### RECORD EXTRACTS
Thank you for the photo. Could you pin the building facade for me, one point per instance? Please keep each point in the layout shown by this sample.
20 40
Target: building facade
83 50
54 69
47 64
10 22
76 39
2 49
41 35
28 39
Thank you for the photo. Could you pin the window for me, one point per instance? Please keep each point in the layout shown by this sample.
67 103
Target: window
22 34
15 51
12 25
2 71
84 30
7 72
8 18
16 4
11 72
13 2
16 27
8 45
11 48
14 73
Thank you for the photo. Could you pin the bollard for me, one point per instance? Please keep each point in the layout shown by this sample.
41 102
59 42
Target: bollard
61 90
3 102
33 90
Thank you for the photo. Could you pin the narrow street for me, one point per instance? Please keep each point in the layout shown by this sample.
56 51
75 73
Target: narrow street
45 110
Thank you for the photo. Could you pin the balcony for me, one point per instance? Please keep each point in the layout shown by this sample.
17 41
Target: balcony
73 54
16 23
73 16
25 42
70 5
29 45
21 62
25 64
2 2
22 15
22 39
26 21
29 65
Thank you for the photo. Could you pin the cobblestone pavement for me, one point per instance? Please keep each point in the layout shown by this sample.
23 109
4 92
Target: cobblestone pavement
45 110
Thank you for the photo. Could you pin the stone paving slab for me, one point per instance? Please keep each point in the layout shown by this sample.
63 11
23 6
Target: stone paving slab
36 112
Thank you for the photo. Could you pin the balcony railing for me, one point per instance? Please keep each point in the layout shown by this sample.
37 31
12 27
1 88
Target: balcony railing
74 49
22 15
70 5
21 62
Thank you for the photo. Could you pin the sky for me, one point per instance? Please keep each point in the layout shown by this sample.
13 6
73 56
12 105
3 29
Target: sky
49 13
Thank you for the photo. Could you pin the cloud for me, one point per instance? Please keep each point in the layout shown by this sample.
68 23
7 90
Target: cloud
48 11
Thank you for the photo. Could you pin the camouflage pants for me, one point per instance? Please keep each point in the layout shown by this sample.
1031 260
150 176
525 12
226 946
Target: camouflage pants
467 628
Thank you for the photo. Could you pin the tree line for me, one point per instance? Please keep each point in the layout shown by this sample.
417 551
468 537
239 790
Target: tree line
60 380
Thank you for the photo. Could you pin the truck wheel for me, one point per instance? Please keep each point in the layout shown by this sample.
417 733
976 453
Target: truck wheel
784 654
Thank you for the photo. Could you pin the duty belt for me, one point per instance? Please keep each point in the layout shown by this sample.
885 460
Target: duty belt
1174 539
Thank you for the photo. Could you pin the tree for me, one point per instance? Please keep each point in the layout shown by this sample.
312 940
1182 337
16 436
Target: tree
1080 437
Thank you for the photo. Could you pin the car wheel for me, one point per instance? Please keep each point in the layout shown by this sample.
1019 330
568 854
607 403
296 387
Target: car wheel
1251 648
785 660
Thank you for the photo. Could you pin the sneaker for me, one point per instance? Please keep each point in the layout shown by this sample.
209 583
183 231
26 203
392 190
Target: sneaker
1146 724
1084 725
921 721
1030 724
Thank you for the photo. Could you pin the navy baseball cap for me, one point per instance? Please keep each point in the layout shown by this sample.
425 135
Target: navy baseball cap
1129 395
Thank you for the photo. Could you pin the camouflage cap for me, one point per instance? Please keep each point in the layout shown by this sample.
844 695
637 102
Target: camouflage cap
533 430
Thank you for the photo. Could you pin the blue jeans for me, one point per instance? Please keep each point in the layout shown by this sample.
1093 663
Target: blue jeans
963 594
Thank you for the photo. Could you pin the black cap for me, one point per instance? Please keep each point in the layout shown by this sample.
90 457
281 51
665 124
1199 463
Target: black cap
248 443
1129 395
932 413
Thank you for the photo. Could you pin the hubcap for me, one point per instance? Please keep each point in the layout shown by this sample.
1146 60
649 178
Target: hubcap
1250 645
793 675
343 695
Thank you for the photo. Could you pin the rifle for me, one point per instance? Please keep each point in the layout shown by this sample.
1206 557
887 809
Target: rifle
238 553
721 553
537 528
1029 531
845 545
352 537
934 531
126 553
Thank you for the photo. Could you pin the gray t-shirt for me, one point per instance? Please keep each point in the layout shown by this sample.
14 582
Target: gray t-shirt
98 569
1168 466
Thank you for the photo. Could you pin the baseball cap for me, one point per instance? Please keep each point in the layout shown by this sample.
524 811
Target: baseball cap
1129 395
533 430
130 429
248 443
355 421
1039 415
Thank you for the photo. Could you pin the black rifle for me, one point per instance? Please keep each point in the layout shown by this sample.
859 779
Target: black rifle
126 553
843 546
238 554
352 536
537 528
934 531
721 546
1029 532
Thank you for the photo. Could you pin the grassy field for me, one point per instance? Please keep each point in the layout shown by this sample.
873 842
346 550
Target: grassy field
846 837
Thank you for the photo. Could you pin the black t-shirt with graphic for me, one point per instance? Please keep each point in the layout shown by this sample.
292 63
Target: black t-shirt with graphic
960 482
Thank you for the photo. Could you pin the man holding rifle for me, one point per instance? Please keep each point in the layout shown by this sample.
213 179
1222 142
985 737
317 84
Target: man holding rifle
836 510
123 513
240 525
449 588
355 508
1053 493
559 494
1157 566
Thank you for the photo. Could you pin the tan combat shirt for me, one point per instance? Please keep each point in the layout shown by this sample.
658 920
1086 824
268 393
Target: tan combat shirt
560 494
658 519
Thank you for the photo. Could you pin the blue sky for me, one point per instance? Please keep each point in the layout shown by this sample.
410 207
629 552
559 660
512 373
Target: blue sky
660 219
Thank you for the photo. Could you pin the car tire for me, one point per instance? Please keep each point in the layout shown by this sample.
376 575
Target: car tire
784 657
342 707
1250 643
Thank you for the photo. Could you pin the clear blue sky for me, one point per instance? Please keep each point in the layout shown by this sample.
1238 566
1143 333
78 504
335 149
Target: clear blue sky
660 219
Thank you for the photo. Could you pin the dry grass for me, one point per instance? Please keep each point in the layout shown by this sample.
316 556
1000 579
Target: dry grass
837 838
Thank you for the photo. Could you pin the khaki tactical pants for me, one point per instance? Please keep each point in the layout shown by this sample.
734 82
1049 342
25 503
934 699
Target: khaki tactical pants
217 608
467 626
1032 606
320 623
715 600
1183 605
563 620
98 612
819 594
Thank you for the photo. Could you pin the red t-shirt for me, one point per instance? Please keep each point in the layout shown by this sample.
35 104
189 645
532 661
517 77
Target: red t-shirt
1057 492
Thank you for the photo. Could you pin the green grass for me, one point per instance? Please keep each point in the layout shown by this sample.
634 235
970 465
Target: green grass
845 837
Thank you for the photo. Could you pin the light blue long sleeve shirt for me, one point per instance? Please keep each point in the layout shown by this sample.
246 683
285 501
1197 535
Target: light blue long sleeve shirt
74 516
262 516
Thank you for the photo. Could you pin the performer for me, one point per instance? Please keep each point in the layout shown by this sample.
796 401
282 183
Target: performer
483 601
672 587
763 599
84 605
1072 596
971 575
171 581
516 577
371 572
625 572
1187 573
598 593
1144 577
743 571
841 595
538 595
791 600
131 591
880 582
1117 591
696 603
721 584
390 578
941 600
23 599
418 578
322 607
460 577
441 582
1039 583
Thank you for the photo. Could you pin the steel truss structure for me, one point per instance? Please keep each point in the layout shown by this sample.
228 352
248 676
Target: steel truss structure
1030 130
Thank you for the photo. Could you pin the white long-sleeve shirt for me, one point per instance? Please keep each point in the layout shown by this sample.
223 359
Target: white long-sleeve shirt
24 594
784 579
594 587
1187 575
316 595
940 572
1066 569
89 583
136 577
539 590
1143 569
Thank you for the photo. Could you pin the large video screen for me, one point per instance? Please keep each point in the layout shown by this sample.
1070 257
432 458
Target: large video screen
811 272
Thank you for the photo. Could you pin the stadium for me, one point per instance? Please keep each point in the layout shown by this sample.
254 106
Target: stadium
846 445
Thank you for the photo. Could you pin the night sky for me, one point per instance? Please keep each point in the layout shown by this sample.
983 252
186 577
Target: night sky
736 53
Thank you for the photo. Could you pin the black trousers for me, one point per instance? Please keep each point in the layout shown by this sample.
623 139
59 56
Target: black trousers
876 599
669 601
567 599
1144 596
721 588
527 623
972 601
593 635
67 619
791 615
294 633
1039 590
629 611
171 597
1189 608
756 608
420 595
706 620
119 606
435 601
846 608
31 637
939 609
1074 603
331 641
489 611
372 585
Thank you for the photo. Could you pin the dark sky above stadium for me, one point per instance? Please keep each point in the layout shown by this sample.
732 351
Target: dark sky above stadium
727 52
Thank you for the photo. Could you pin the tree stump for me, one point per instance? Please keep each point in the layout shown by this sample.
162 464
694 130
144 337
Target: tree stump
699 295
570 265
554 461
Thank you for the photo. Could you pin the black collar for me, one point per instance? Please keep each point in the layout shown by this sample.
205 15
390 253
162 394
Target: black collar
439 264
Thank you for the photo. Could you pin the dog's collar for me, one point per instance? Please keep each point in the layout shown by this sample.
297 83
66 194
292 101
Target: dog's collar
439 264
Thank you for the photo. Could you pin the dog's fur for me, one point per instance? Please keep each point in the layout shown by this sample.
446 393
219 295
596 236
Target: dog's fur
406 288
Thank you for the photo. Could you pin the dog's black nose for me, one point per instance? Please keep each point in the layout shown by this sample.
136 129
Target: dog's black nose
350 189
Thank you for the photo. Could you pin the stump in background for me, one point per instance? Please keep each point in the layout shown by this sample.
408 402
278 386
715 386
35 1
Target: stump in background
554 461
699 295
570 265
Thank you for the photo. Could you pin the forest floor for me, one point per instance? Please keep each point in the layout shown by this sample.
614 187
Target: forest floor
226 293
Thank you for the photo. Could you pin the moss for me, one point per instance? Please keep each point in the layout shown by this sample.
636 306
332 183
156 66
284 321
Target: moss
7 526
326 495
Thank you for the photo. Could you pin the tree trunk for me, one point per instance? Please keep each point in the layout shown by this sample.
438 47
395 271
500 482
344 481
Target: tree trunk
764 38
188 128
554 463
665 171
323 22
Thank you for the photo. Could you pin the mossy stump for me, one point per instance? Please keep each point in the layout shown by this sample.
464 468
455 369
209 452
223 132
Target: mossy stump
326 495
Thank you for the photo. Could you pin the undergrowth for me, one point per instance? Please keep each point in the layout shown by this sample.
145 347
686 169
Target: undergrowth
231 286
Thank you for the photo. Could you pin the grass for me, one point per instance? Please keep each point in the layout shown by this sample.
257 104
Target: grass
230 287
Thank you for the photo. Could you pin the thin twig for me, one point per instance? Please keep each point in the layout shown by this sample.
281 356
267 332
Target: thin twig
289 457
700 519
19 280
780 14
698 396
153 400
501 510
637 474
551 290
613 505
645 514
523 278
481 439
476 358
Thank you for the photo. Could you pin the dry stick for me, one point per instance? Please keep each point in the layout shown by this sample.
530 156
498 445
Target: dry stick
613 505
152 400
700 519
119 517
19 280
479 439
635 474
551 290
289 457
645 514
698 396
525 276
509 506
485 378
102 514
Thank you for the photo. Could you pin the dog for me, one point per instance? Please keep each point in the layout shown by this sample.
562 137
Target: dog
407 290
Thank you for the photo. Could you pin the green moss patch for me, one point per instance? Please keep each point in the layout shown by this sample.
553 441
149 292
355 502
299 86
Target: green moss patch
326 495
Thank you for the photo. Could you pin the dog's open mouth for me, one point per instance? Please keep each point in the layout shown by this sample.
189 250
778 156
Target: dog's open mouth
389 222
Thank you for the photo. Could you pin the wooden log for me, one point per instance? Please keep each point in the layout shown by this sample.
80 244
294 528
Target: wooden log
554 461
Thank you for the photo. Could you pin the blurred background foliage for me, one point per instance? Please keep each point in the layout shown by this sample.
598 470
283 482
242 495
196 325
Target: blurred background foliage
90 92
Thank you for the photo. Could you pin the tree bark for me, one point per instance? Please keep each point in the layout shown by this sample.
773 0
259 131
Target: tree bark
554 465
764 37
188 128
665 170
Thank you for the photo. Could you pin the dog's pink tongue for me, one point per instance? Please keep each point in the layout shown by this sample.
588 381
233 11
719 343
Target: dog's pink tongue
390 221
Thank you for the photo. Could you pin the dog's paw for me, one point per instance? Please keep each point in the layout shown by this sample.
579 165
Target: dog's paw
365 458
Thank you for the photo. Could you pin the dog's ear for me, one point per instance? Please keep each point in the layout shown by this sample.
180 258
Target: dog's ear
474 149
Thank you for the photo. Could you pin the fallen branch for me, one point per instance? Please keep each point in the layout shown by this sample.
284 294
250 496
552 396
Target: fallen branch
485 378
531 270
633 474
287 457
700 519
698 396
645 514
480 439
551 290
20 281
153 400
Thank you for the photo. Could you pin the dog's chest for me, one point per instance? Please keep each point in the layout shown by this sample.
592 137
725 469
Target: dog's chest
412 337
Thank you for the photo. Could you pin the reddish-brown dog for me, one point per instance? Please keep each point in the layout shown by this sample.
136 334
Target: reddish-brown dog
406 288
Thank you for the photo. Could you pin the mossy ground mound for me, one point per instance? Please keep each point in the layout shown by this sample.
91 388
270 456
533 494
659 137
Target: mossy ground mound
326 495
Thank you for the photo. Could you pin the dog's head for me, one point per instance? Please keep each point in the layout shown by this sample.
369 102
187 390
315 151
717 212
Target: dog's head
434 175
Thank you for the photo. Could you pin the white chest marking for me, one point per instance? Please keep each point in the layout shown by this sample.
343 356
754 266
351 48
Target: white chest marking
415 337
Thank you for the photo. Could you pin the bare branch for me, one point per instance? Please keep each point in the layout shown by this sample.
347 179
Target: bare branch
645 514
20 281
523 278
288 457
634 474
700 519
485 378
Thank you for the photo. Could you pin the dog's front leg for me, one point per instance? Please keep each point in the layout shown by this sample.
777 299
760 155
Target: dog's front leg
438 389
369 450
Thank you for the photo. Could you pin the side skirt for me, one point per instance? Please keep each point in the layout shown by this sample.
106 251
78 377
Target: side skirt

### EXERCISE OBJECTIVE
Repeat exactly the lines starting at the line with "Thank you for the photo. Could you pin the reddish-brown" and ending with the final line of the entries. Include nothing else.

### ANSWER TO THIS TASK
Thank you for the photo. Could you pin the reddish-brown dog for me, one point per instance? Please keep each point in the layout shown by this sample.
136 334
Target: reddish-brown dog
406 288
Thank you for the photo. Could you pin the mossy ground mound for me, one point per instance? Please keep each point in the layout shown by this sample.
91 388
270 456
533 494
659 137
Target: mossy ground mound
326 495
Thank you for the photo. Could you pin the dog's head for me, one point per instance? Please keep each point in the layout shown by this sample.
369 102
187 390
315 151
717 212
Target: dog's head
434 175
Thank you for the photo. Could you pin the white chest marking for me, one point per instance? Please keep each point in the layout shown by this sample.
343 356
754 266
351 48
Target: white chest marking
415 337
Thank you for the photo. Could you pin the bare branch for me, one point per instance? Please keep each point in the layout shown by this sample.
347 179
Target: bare branch
645 514
20 281
523 278
288 457
634 474
700 519
485 378
Thank you for the photo. Could you pin the dog's front leg for me, one point per instance? Please keep each point in the layout shown by this sample.
777 299
760 155
Target: dog's front leg
438 389
369 450
Thank you for the photo. Could you pin the side skirt for me, one point per instance? Please keep each point in the layout shown by this sample.
106 251
78 377
Target: side skirt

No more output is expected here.